**Written problem 1**
In the article about the Bandy Heritage Center, how much money did Jack Bandy endow the center with?
**Written problem 2**
Summarize the article about the Bandy Heritage Center in two sentences.
**Written problem 3**
Quote the article about the Bandy Heritage Center from "September 22, 2009" to "Kennesaw State University.", inclusive.

The Daily Citizen, Dalton, GA

Dalton State College

September 22, 2009

Bandy Center to be clearinghouse for area history

Dalton State College’s newly opened Bandy Heritage Center will preserve not just Dalton’s history but also the history of all of Northwest Georgia, officials said.

College officials on Tuesday introduced the heritage center’s new director, Kentucky native John Fowler, and assistant director, Rome native Heather Howell, during a ceremony to celebrate the creation of the history preservation program. Both come from the Center for the Study of the Civil War Era at Kennesaw State University.

Lifelong Dalton resident Jack Bandy said he endowed the center with $2 million for staff and materials.

“We want to make something that would be real and would be large enough and important enough,” Bandy said.

What he means is that it would be important enough to preserve an area as rich in history as Dalton. The center’s primary tasks will be preserving — and sharing with the public — the American Indian heritage, textile industry beginnings and Civil War history of Whitfield and several other northwest Georgia counties.

“This will be a place I am very hopeful the state will look to (for industry, Civil War and native American history),” Fowler said. “This history needs to be preserved and protected.”

The center doesn’t have a facility yet, but Fowler and Howell have offices in the Derrell C. Roberts Library on campus and an area to store their materials and time to conduct historical research. One day, they hope to have a museum where members of the public can learn about local history, and they plan to create a curriculum for area school children.

**Data extract**

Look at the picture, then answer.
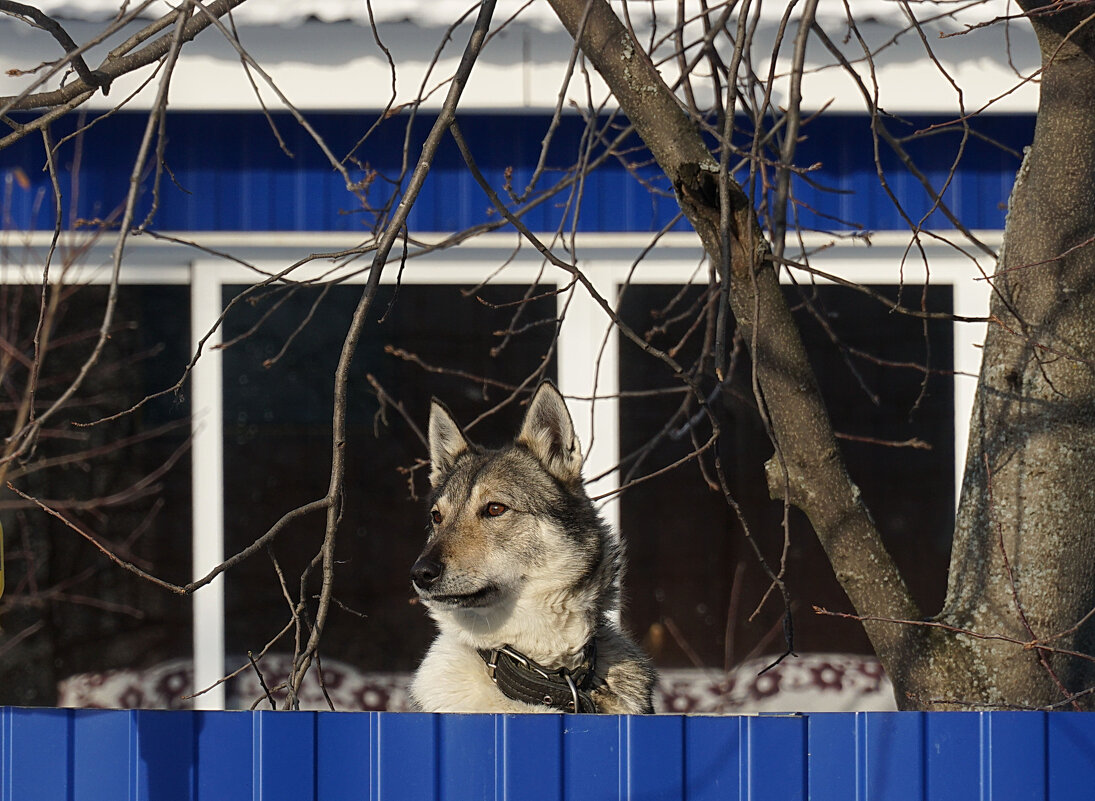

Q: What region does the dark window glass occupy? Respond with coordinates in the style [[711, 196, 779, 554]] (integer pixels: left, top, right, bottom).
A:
[[620, 286, 954, 666], [0, 286, 191, 705], [217, 286, 555, 670]]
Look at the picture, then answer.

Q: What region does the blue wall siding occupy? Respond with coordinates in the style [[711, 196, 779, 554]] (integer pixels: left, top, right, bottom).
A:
[[0, 708, 1095, 801], [0, 113, 1034, 236]]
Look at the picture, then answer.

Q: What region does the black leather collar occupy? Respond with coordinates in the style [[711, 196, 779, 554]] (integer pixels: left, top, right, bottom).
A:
[[479, 640, 597, 712]]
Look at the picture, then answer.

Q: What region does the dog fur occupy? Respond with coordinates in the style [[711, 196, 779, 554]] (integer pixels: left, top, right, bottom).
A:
[[411, 382, 654, 713]]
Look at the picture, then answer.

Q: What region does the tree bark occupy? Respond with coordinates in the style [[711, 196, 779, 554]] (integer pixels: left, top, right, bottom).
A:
[[550, 0, 929, 703]]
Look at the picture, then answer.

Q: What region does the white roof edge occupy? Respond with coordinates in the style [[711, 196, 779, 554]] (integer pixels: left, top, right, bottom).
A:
[[25, 0, 1015, 30]]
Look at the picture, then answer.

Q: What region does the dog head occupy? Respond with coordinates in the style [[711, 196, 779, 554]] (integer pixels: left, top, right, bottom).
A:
[[411, 383, 615, 625]]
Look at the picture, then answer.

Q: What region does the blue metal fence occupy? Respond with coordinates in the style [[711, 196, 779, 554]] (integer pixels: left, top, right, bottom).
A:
[[0, 708, 1095, 801]]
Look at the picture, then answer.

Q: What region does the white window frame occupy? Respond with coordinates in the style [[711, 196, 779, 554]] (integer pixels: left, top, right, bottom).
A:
[[0, 232, 1001, 709]]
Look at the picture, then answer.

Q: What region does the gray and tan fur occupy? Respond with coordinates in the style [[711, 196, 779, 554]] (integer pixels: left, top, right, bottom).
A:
[[411, 382, 654, 713]]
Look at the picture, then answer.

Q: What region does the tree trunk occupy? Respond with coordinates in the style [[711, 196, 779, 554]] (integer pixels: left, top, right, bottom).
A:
[[550, 0, 930, 703]]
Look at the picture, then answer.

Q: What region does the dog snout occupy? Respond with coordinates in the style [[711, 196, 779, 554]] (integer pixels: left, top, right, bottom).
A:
[[411, 552, 445, 590]]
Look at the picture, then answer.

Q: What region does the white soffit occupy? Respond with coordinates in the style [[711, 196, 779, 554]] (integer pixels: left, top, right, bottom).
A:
[[0, 0, 1038, 114]]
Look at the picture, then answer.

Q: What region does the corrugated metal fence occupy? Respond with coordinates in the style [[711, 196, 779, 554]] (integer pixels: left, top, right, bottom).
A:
[[0, 708, 1095, 801]]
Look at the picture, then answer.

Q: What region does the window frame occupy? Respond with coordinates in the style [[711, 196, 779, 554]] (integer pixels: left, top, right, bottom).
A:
[[0, 231, 1002, 709]]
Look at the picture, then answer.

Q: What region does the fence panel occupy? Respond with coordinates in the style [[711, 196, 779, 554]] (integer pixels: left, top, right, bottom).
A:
[[0, 708, 1095, 801]]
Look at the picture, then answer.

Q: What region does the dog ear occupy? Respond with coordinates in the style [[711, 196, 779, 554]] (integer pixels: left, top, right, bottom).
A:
[[429, 398, 468, 489], [517, 381, 581, 484]]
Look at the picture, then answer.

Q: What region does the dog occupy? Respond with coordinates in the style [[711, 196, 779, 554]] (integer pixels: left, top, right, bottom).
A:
[[411, 382, 655, 715]]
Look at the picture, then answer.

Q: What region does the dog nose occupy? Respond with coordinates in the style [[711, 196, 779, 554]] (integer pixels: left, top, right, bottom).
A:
[[411, 555, 445, 590]]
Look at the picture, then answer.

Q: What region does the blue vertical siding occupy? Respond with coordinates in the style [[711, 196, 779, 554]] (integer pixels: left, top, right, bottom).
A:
[[0, 112, 1034, 232], [0, 708, 1095, 801]]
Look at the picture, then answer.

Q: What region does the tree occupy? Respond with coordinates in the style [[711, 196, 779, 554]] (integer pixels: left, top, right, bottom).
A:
[[0, 0, 1095, 709]]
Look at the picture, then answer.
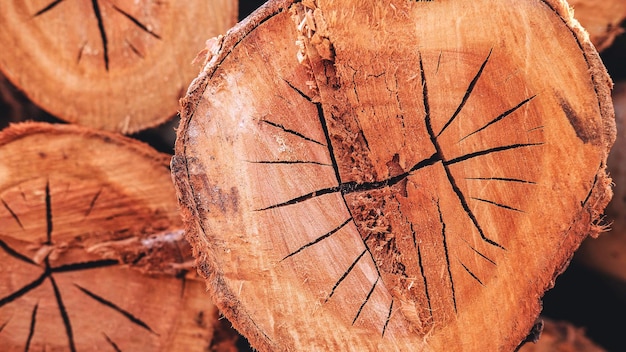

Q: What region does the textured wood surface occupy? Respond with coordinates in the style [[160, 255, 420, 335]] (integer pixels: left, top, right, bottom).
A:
[[0, 123, 217, 351], [172, 0, 615, 351], [0, 0, 237, 133]]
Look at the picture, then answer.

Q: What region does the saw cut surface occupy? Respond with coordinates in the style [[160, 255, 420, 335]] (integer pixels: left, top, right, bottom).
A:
[[172, 0, 614, 351]]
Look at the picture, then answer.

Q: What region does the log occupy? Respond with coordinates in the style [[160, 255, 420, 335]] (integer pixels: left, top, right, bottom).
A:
[[569, 0, 626, 51], [0, 123, 218, 351], [172, 0, 615, 351], [0, 0, 237, 133], [577, 82, 626, 280]]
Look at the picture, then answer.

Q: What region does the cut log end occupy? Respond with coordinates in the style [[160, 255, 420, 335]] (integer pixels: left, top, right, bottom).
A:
[[172, 0, 615, 350]]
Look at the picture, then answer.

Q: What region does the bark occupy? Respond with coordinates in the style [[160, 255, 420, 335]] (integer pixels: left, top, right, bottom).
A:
[[0, 123, 218, 351], [0, 0, 237, 133], [577, 83, 626, 284], [569, 0, 626, 51], [172, 0, 615, 351]]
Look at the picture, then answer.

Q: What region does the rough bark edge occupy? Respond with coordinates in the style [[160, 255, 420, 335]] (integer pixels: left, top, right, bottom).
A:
[[171, 0, 299, 351], [171, 0, 616, 350], [518, 0, 617, 348]]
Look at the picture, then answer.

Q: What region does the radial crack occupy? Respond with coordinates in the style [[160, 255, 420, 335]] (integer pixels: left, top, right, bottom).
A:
[[437, 200, 458, 313], [459, 95, 536, 142], [0, 198, 24, 230], [33, 0, 63, 17], [0, 240, 37, 265], [113, 5, 161, 39], [50, 259, 119, 273], [281, 217, 352, 261], [470, 197, 524, 213], [380, 299, 393, 337], [352, 276, 380, 325], [24, 303, 39, 352], [102, 333, 122, 352], [465, 177, 537, 185], [91, 0, 109, 71], [246, 160, 332, 166], [459, 260, 485, 286], [443, 143, 543, 165], [260, 120, 326, 147], [45, 181, 52, 245], [74, 284, 159, 336], [324, 249, 368, 302], [46, 276, 76, 352], [436, 49, 493, 137], [0, 272, 48, 307]]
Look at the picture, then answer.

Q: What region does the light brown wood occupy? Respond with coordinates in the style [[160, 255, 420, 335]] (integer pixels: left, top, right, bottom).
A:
[[569, 0, 626, 51], [577, 82, 626, 284], [0, 0, 237, 133], [0, 123, 218, 351], [172, 0, 615, 351]]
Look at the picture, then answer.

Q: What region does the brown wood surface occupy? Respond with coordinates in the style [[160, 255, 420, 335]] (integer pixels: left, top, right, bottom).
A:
[[172, 0, 615, 351], [0, 123, 218, 351], [0, 0, 237, 133], [569, 0, 626, 51], [578, 82, 626, 282]]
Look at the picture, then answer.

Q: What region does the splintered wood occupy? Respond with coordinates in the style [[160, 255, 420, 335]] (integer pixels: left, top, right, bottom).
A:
[[0, 0, 237, 133], [172, 0, 615, 351], [0, 123, 218, 351]]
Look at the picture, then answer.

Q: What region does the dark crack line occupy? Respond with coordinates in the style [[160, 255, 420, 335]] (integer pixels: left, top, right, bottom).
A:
[[431, 200, 458, 314], [352, 276, 380, 325], [85, 188, 102, 217], [102, 333, 122, 352], [112, 4, 161, 40], [324, 248, 368, 303], [0, 240, 37, 265], [284, 80, 341, 185], [0, 198, 24, 230], [124, 39, 145, 59], [33, 0, 63, 17], [459, 95, 536, 142], [254, 187, 341, 211], [443, 143, 543, 166], [0, 272, 49, 307], [459, 260, 485, 286], [281, 217, 352, 261], [50, 259, 119, 273], [380, 299, 393, 337], [470, 197, 525, 213], [74, 284, 159, 336], [91, 0, 109, 71], [0, 318, 11, 332], [245, 160, 332, 166], [24, 303, 39, 352], [461, 242, 497, 265], [255, 153, 441, 211], [417, 246, 432, 317], [46, 276, 76, 352], [260, 119, 326, 147], [419, 52, 504, 249], [465, 177, 537, 185], [45, 180, 52, 245], [434, 49, 493, 138]]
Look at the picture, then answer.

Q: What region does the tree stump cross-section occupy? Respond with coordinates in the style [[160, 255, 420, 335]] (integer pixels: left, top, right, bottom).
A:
[[172, 0, 614, 351], [0, 123, 217, 351], [0, 0, 237, 133]]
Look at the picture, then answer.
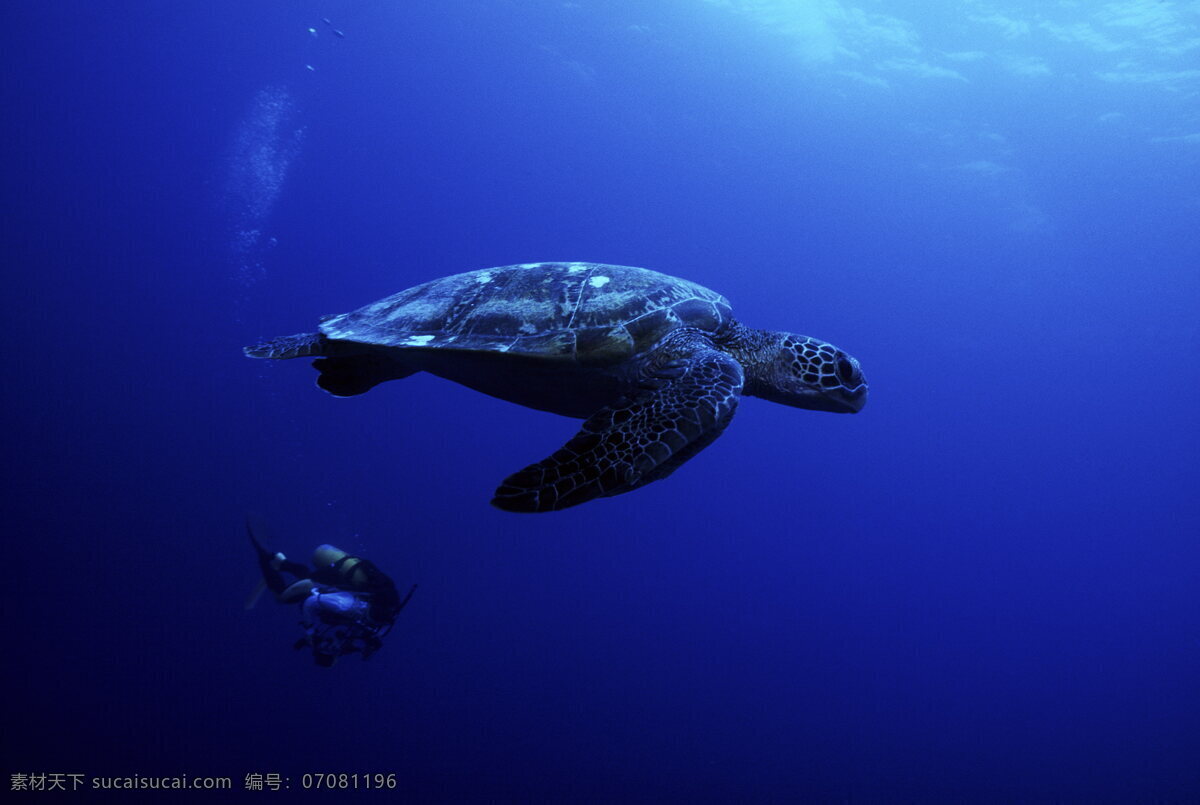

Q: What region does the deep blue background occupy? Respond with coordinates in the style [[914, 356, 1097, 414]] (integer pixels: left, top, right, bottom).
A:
[[0, 0, 1200, 801]]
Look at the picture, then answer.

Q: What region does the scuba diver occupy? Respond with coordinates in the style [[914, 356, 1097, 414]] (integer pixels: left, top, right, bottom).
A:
[[246, 519, 416, 668]]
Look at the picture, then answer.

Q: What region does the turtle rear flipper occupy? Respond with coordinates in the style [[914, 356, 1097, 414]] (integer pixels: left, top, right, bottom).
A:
[[492, 342, 744, 512]]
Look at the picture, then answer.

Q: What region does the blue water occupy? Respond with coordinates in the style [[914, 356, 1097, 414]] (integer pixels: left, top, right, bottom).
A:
[[9, 0, 1200, 803]]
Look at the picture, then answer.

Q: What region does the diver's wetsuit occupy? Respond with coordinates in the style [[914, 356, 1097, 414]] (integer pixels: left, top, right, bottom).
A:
[[246, 523, 416, 666]]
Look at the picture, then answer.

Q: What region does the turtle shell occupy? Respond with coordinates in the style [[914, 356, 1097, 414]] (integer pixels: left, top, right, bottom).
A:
[[320, 263, 732, 364]]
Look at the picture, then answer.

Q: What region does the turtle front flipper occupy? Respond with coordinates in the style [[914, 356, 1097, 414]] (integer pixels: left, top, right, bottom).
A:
[[492, 338, 744, 511], [241, 332, 329, 361]]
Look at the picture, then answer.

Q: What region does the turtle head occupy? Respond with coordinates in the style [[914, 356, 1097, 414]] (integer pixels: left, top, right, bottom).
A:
[[746, 332, 866, 414]]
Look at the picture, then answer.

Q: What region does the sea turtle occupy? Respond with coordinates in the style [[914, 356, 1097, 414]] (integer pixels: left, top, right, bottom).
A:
[[245, 263, 866, 511]]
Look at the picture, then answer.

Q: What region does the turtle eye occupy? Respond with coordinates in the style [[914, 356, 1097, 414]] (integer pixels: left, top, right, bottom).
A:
[[838, 358, 854, 385]]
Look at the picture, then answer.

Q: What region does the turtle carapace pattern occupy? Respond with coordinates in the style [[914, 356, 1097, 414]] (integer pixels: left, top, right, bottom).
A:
[[245, 263, 866, 511]]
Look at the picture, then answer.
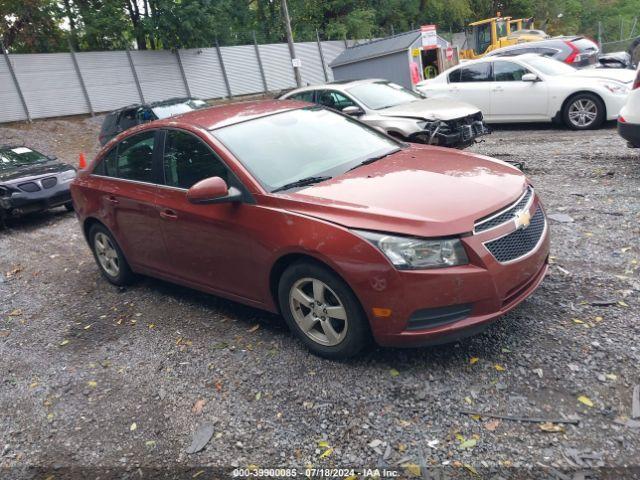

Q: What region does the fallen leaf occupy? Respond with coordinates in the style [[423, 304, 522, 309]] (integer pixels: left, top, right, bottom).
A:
[[540, 422, 564, 433], [462, 463, 478, 476], [402, 463, 421, 477], [185, 423, 213, 454], [191, 398, 206, 415], [578, 395, 593, 407], [320, 448, 333, 458], [484, 419, 500, 432], [458, 438, 478, 450]]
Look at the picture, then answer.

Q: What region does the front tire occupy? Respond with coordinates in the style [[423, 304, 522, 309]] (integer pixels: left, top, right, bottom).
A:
[[562, 93, 605, 130], [89, 224, 134, 287], [278, 261, 371, 359]]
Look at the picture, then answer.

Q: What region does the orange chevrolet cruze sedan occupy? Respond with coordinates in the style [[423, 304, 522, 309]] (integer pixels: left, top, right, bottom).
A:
[[71, 101, 549, 358]]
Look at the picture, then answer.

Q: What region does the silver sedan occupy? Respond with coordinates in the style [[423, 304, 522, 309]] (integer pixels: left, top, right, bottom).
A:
[[280, 79, 489, 148]]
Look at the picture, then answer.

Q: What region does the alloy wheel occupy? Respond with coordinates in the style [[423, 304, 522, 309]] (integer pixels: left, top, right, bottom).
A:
[[569, 98, 598, 128], [289, 278, 349, 347], [93, 232, 120, 278]]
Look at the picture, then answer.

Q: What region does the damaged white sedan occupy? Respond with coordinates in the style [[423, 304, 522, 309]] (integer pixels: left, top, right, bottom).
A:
[[280, 79, 490, 148]]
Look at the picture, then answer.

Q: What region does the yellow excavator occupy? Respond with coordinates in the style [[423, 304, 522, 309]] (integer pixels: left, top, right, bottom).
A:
[[460, 16, 549, 60]]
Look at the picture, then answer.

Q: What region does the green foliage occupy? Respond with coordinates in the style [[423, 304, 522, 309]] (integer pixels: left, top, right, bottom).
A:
[[0, 0, 640, 52]]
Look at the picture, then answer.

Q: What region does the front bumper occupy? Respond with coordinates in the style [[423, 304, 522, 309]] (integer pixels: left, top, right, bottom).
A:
[[357, 198, 550, 347], [618, 121, 640, 148], [0, 183, 71, 216], [407, 119, 491, 148]]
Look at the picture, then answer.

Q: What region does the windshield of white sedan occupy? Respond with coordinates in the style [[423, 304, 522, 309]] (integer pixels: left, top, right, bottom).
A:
[[347, 82, 422, 110], [527, 57, 576, 76], [212, 107, 399, 192], [0, 147, 49, 170]]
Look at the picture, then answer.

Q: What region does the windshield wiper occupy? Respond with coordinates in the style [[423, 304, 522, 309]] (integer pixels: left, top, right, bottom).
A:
[[347, 148, 400, 172], [271, 175, 333, 193]]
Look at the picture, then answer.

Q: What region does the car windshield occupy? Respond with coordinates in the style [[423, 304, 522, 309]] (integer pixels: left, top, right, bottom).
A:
[[0, 147, 49, 170], [212, 107, 399, 192], [347, 82, 422, 110], [526, 56, 576, 76], [151, 99, 207, 119]]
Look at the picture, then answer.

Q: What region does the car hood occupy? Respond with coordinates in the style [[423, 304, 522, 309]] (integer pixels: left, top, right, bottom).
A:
[[376, 98, 480, 121], [568, 68, 636, 83], [0, 161, 73, 182], [279, 145, 526, 237]]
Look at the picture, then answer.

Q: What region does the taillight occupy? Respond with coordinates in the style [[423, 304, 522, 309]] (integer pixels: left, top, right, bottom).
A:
[[564, 40, 580, 64]]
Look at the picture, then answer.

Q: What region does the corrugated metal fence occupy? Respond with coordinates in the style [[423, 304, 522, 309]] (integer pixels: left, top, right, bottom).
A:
[[0, 41, 345, 123]]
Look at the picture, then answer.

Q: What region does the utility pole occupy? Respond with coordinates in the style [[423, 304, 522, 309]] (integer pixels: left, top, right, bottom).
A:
[[282, 0, 302, 87]]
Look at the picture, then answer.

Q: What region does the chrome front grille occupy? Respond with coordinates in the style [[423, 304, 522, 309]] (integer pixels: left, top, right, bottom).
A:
[[474, 186, 533, 233], [484, 207, 546, 263]]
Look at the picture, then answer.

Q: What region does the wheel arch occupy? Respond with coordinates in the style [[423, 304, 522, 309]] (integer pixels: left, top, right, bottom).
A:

**Final result 1**
$2 million, for staff and materials.

**Final result 2**
Dalton State College's newly opened Bandy Heritage Center, endowed with $2 million by lifelong Dalton resident Jack Bandy, will preserve and share with the public the American Indian heritage, textile industry beginnings and Civil War history of Whitfield and several other northwest Georgia counties. The center has no facility yet, but its new director, John Fowler, and assistant director, Heather Howell, have offices in the Derrell C. Roberts Library, hope one day to have a museum, and plan to create a curriculum for area school children.

**Final result 3**
September 22, 2009

Bandy Center to be clearinghouse for area history

Dalton State College’s newly opened Bandy Heritage Center will preserve not just Dalton’s history but also the history of all of Northwest Georgia, officials said.

College officials on Tuesday introduced the heritage center’s new director, Kentucky native John Fowler, and assistant director, Rome native Heather Howell, during a ceremony to celebrate the creation of the history preservation program. Both come from the Center for the Study of the Civil War Era at Kennesaw State University.